> _YOUR INSTRUCTIONS_:
List every line in the items below that contains the word "positive", matching case exactly.

[DATASET]

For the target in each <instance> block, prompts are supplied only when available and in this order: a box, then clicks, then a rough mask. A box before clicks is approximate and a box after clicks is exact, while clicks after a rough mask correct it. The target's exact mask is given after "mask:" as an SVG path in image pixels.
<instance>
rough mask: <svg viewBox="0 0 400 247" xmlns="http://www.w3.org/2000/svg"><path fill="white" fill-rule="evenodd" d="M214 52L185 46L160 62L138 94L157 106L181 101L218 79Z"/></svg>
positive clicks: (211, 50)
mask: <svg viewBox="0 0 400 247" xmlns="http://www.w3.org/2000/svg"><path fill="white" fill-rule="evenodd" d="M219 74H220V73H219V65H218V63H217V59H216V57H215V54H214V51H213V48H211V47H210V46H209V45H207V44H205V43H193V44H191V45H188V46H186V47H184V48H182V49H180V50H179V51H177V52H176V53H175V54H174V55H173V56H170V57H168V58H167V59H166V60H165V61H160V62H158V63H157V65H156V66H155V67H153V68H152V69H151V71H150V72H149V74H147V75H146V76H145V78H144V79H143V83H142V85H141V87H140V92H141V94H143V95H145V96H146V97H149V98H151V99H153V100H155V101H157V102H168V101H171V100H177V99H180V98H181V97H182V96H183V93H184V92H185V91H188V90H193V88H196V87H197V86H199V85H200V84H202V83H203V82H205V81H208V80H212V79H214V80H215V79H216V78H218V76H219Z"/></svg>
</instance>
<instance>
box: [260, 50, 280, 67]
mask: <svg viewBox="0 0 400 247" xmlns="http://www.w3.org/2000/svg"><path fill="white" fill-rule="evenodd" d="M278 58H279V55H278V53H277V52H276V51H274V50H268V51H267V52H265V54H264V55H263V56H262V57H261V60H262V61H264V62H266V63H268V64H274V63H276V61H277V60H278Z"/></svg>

[/DATASET]
[DATASET]

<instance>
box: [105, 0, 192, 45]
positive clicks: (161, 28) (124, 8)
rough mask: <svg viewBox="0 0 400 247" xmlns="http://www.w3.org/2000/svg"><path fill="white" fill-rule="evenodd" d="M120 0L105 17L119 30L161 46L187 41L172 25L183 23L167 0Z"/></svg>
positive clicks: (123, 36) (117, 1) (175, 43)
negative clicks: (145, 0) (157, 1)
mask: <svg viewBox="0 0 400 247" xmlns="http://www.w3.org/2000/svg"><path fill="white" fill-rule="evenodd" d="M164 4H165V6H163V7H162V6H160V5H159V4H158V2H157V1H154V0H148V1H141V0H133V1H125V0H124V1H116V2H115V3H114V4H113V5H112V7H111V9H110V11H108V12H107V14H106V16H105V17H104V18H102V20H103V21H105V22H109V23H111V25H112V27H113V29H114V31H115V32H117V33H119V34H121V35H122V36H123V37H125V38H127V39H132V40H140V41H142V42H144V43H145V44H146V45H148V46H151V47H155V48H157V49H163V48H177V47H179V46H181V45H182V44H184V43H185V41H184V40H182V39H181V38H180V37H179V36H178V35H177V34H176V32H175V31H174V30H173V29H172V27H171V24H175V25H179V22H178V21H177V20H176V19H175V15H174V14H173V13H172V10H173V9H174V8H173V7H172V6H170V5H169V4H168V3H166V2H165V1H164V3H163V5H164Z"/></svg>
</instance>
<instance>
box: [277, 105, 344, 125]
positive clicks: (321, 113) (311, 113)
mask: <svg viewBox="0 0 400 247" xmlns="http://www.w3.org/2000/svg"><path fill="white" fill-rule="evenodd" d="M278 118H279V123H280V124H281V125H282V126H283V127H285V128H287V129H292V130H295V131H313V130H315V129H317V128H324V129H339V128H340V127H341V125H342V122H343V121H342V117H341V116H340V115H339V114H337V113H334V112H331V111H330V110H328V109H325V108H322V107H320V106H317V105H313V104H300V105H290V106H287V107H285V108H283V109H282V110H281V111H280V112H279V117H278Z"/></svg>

[/DATASET]

> _ANSWER SECTION_:
positive clicks: (211, 50)
positive clicks: (161, 28) (124, 8)
positive clicks: (123, 36) (117, 1) (175, 43)
positive clicks: (321, 113) (311, 113)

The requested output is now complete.